▸ Job: Set down all of the data that follows word for word, without the images.

## Start

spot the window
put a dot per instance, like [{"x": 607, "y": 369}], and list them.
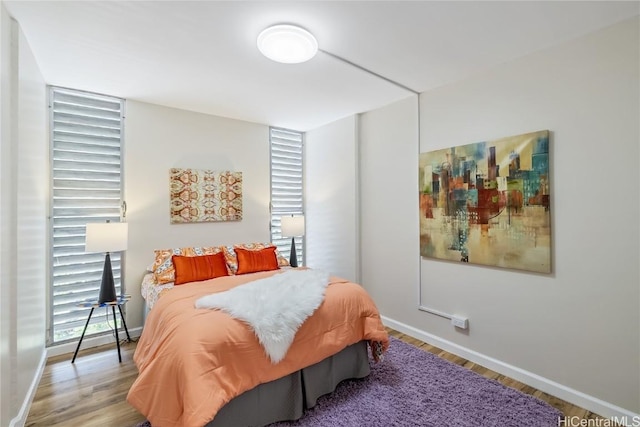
[
  {"x": 86, "y": 186},
  {"x": 286, "y": 186}
]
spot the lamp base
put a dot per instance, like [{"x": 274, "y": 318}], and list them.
[
  {"x": 107, "y": 286},
  {"x": 293, "y": 258}
]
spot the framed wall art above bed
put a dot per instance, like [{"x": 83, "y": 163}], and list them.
[{"x": 204, "y": 195}]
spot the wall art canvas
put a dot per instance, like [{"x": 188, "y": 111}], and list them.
[
  {"x": 488, "y": 203},
  {"x": 205, "y": 195}
]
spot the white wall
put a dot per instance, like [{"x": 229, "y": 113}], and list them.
[
  {"x": 160, "y": 138},
  {"x": 331, "y": 198},
  {"x": 23, "y": 211},
  {"x": 574, "y": 332}
]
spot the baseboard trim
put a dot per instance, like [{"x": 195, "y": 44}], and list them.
[
  {"x": 21, "y": 418},
  {"x": 593, "y": 404},
  {"x": 90, "y": 342}
]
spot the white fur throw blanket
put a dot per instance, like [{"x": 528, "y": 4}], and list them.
[{"x": 274, "y": 307}]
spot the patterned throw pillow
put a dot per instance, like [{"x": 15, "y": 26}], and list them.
[
  {"x": 163, "y": 269},
  {"x": 232, "y": 261}
]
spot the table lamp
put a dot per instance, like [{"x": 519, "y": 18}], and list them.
[
  {"x": 292, "y": 226},
  {"x": 106, "y": 237}
]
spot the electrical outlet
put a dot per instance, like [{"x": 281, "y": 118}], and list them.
[{"x": 460, "y": 322}]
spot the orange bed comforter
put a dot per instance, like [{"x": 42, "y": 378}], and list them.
[{"x": 192, "y": 361}]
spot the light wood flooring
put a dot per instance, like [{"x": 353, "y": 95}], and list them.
[{"x": 92, "y": 392}]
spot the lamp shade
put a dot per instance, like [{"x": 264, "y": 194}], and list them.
[
  {"x": 292, "y": 225},
  {"x": 106, "y": 237}
]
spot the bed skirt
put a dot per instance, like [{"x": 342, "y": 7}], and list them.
[{"x": 287, "y": 398}]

## End

▸ Result of this exercise:
spot the window
put a dot per instance, like [{"x": 607, "y": 369}], and list them.
[
  {"x": 86, "y": 186},
  {"x": 286, "y": 186}
]
spot the lamp base
put a dot per instance, like [{"x": 274, "y": 318}], and list them.
[
  {"x": 107, "y": 286},
  {"x": 293, "y": 258}
]
spot the framed wall art above bed
put a dot per instance, like [{"x": 83, "y": 163}], and list them.
[{"x": 204, "y": 195}]
spot the wall art canvas
put a dot per instance, like [{"x": 188, "y": 111}], and list them.
[
  {"x": 488, "y": 203},
  {"x": 205, "y": 195}
]
spot the white wall
put a dot per instance, like [{"x": 229, "y": 113}], and list them.
[
  {"x": 160, "y": 138},
  {"x": 331, "y": 198},
  {"x": 23, "y": 211},
  {"x": 574, "y": 332}
]
spot the baseboard trim
put a dot per instance, like [{"x": 195, "y": 44}], and list them.
[
  {"x": 21, "y": 418},
  {"x": 593, "y": 404},
  {"x": 90, "y": 342}
]
spot the white fur throw blanket
put a dot per instance, like [{"x": 528, "y": 4}], and list them.
[{"x": 274, "y": 307}]
spot the patterned throw pillow
put a dot per instance, like [{"x": 15, "y": 26}], and list them.
[
  {"x": 163, "y": 269},
  {"x": 232, "y": 261}
]
spot the table lamp
put a dot per instance, like [{"x": 519, "y": 18}], and list them.
[
  {"x": 292, "y": 226},
  {"x": 106, "y": 237}
]
spot the electrical outlet
put a dot per instance, like [{"x": 281, "y": 118}], and list them.
[{"x": 460, "y": 322}]
spot the orange bed comforter
put a dot per instance, like [{"x": 42, "y": 378}], and list them.
[{"x": 192, "y": 361}]
spot the light wood flooring
put a dot per instance, like [{"x": 353, "y": 95}], and list them.
[{"x": 92, "y": 392}]
spot the lamp shade
put a dot per instance, like [{"x": 264, "y": 194}], and list them.
[
  {"x": 292, "y": 225},
  {"x": 106, "y": 237}
]
spot the bed skirt
put a dot per instance, like [{"x": 342, "y": 7}], and list them.
[{"x": 287, "y": 398}]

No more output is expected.